Please write out, without any change, the part of the lines below that opens with the line containing "the white window" and closes with the line containing "the blue sky". Include both of those lines and nothing outside them.

---------- EXTRACTED RECORDS

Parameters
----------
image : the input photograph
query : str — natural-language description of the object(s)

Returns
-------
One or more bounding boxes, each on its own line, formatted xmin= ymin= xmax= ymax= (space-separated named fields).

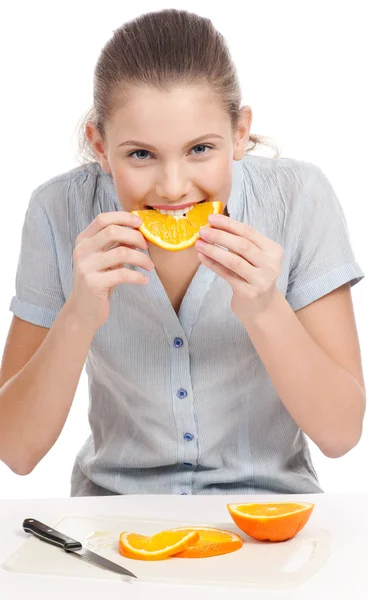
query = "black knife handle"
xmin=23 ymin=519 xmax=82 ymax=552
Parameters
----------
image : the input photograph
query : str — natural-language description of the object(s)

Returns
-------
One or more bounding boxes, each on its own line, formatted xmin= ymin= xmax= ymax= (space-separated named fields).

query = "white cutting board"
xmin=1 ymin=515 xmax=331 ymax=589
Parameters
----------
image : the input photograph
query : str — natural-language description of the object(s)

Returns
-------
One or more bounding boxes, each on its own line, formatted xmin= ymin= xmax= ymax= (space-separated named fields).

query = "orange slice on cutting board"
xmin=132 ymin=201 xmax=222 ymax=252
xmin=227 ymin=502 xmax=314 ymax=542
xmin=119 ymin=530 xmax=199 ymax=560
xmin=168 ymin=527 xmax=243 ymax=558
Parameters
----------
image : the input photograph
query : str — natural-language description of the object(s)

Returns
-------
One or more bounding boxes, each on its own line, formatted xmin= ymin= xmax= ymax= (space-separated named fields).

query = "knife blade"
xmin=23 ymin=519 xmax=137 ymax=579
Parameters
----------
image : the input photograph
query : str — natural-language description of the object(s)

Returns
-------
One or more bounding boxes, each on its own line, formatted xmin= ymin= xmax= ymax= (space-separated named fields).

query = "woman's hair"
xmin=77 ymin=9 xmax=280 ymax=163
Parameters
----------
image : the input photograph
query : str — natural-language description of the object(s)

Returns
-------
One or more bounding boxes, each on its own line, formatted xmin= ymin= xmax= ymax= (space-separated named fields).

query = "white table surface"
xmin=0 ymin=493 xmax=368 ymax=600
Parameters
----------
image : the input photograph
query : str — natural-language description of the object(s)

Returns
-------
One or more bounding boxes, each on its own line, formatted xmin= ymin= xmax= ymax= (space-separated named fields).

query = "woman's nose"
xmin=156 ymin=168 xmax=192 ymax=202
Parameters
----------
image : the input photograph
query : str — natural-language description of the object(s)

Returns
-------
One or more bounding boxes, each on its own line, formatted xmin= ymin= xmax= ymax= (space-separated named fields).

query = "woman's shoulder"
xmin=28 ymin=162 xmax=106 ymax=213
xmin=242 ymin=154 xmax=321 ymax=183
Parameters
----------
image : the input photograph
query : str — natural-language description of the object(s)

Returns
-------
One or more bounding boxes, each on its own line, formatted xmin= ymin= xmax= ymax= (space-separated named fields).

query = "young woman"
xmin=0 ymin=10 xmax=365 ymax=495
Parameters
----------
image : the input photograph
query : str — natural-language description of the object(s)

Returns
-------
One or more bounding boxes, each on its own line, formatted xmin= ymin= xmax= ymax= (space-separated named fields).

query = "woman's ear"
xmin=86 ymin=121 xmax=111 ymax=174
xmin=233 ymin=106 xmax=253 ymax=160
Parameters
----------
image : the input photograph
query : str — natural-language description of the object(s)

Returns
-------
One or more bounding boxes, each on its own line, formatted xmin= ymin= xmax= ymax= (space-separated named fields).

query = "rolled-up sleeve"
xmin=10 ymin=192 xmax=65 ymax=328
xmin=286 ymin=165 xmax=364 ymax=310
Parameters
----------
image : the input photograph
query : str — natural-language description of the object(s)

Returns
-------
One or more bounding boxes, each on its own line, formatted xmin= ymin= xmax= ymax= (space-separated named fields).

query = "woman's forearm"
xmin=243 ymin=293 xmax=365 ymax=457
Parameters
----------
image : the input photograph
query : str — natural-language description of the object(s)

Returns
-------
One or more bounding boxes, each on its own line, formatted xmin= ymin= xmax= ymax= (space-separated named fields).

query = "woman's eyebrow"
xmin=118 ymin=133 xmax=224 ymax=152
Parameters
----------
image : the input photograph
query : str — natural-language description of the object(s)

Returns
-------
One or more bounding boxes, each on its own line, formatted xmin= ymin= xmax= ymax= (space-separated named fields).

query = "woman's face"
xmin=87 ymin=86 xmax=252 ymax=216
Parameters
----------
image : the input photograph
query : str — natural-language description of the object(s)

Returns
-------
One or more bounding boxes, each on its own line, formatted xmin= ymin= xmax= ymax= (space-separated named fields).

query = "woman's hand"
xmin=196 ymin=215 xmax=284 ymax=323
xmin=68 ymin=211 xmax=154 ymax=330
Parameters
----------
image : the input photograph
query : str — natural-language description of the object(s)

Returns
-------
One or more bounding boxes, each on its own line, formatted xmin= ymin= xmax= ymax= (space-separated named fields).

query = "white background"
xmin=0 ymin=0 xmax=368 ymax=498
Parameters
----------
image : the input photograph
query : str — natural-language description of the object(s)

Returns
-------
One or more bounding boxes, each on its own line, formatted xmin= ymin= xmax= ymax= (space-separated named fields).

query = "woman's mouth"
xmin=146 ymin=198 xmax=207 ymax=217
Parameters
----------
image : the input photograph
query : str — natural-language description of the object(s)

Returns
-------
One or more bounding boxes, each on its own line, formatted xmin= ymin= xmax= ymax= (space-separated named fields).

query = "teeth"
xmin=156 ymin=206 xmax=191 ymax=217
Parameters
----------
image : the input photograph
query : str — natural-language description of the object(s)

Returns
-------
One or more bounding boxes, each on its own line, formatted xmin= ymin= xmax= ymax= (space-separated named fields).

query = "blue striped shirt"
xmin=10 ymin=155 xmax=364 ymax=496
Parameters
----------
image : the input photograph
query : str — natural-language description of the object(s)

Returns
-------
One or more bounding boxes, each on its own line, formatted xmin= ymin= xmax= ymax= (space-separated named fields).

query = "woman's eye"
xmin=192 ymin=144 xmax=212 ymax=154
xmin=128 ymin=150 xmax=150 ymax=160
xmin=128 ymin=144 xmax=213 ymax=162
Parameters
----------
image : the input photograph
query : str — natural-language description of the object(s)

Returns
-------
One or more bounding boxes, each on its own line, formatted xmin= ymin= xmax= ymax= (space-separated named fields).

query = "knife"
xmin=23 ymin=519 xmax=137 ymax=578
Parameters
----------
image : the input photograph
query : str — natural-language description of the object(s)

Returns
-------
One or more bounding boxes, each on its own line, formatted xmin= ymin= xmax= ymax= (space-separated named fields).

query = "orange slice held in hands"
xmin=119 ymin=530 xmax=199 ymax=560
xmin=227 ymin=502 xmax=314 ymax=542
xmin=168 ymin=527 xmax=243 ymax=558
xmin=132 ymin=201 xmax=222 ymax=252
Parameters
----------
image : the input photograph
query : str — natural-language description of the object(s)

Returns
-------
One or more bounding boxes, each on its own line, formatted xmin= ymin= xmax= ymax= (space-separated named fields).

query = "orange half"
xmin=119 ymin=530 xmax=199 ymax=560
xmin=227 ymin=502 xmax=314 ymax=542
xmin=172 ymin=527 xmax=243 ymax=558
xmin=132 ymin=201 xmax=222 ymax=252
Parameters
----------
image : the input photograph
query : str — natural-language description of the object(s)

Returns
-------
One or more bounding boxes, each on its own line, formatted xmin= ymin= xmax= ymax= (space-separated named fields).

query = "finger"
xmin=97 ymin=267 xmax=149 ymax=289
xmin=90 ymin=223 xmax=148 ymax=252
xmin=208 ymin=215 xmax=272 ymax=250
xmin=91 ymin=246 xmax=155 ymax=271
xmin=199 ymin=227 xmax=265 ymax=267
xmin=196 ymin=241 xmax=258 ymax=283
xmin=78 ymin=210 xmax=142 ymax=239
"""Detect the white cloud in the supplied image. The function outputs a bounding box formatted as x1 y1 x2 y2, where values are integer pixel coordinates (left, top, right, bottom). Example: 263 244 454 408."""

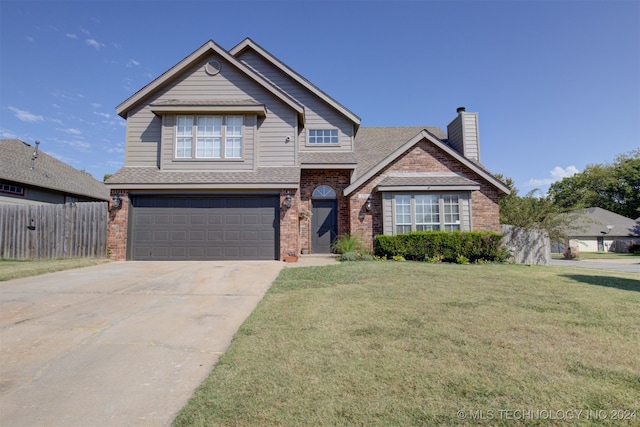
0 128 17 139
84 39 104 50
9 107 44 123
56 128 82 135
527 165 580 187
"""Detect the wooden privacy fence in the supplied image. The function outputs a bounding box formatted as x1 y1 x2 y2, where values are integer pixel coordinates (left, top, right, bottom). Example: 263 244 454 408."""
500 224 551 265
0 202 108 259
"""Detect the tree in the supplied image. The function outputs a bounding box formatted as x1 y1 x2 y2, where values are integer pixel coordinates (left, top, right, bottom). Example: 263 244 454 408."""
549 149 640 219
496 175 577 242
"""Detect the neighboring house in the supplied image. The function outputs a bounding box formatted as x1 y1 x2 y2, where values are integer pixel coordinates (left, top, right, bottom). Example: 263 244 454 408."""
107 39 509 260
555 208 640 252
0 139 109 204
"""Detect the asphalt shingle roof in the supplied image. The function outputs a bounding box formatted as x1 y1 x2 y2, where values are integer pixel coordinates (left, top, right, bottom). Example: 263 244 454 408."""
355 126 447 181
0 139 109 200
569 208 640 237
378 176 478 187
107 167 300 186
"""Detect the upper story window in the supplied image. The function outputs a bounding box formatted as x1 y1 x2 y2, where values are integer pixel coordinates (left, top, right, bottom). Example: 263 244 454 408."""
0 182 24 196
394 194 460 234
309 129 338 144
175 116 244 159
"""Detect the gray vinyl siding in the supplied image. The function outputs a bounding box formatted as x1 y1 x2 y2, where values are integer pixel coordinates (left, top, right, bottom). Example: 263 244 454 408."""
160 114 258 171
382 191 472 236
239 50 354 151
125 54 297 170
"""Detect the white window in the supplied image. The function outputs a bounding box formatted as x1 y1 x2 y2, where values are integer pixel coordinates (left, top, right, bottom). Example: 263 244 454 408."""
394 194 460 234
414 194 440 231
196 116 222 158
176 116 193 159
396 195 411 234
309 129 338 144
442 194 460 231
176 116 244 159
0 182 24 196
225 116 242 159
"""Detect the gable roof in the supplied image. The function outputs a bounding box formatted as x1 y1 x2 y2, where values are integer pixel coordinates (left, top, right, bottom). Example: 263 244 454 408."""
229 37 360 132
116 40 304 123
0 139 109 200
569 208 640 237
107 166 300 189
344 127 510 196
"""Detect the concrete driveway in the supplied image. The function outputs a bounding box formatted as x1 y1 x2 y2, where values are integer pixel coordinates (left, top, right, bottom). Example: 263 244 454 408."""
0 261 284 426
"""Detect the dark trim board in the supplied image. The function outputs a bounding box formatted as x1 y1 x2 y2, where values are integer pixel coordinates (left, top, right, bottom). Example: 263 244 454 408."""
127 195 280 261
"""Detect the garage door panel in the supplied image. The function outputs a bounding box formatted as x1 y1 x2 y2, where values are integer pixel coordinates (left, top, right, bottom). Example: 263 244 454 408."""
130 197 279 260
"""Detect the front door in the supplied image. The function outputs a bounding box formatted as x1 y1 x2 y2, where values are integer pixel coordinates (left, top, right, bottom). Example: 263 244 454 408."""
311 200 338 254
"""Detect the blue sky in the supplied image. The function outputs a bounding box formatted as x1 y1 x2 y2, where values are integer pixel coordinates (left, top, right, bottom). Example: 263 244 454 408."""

--------------------
---------- EXTRACTED RECORDS

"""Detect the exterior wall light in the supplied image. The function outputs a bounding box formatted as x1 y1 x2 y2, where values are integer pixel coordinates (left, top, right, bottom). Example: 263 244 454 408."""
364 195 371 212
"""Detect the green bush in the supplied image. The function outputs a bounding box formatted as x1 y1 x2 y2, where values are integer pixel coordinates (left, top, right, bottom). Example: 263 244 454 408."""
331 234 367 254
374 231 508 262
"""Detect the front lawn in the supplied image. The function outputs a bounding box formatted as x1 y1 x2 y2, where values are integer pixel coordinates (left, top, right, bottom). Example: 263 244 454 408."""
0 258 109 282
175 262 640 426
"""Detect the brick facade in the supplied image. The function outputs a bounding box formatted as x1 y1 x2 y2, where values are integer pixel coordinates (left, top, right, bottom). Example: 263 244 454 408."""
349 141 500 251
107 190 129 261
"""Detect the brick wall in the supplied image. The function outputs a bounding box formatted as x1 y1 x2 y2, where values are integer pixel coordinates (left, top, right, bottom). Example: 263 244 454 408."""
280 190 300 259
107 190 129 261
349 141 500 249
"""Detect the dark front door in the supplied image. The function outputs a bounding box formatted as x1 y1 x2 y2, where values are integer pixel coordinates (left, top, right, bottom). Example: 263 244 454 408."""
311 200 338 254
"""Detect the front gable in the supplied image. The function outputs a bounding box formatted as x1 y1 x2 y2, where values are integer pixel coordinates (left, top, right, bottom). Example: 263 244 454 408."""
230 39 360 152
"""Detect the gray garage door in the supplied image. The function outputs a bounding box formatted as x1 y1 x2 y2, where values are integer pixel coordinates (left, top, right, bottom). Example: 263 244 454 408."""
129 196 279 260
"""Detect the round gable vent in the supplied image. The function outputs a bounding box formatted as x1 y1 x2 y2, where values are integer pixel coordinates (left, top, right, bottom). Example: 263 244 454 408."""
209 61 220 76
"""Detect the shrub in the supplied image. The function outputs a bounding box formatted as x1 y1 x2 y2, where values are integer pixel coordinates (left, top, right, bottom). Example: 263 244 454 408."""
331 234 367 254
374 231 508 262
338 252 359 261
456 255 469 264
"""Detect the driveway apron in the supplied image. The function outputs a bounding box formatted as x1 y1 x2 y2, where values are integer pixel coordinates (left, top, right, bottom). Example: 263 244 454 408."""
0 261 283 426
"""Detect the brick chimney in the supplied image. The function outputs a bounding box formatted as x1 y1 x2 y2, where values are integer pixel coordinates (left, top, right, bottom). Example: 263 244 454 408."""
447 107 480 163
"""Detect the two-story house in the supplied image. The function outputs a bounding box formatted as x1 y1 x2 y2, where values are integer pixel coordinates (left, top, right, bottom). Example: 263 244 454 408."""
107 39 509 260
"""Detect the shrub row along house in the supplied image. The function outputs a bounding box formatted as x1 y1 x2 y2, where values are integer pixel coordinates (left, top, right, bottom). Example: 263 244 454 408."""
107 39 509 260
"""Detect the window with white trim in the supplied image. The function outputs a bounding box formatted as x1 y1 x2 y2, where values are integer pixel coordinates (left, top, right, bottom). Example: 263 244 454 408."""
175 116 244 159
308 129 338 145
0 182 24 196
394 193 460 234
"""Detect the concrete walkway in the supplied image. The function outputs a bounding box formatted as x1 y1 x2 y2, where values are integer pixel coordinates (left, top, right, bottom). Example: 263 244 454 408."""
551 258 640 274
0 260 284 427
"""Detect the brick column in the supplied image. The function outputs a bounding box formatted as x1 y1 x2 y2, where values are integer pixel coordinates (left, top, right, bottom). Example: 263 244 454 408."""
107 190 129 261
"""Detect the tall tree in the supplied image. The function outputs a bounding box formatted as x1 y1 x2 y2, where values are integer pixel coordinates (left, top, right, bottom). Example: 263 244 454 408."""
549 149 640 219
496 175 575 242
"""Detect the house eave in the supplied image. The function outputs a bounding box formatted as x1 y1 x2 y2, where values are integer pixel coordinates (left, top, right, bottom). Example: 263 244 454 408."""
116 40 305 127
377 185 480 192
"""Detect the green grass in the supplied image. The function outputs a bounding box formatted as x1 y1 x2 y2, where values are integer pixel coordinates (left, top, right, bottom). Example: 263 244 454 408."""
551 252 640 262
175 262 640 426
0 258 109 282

--------------------

* ANSWER BELOW
"""Detect the white window in the supplied image. The function outputs a bounding box formatted as x1 y1 x2 y2, where values are integer pixel coordinates (left, top, right, bottom). Example: 263 244 454 408."""
394 194 460 234
414 194 440 231
196 116 222 158
176 116 193 159
396 195 411 234
309 129 338 144
442 194 460 231
176 116 244 159
0 182 24 196
225 116 242 159
"""Detect the gable roof in the supplied image. The function outputs a bounding box formatted as x1 y1 x2 y2, where values are integer pixel coordinates (left, top, right, bottom). Example: 263 244 454 408."""
229 37 360 132
116 40 304 123
0 139 109 200
569 208 640 237
107 166 300 189
344 127 510 196
"""Detect the concrete driveway in the supplied image. The function outputs a bounding box formatted as x1 y1 x2 y2, where values are integer pixel coordinates (left, top, right, bottom). Example: 263 244 454 408."""
0 261 284 426
"""Detect the dark trim board in the supplied image. The function outputs a bounding box formatted as x1 y1 x2 y2, where values are integer pixel coordinates (left, top, right, bottom). Example: 263 244 454 408."""
127 195 280 261
"""Detect the garage door panel in the supplied image. The function outputs a bounding box formatted as x1 y1 x2 y2, where values are integer pixel coordinates (left, top, right, bottom). Example: 263 244 454 408."""
130 197 279 260
"""Detect the front door in the supplied image. The function outputs a bounding box formatted as x1 y1 x2 y2, where values are integer pixel coordinates (left, top, right, bottom). Example: 263 244 454 408."""
311 200 338 254
"""Detect the blue sky in the supplied image. The function outputs a bounding box formatted as x1 y1 x2 y2, where values are integer pixel coordinates (left, top, right, bottom). Example: 263 244 454 408."""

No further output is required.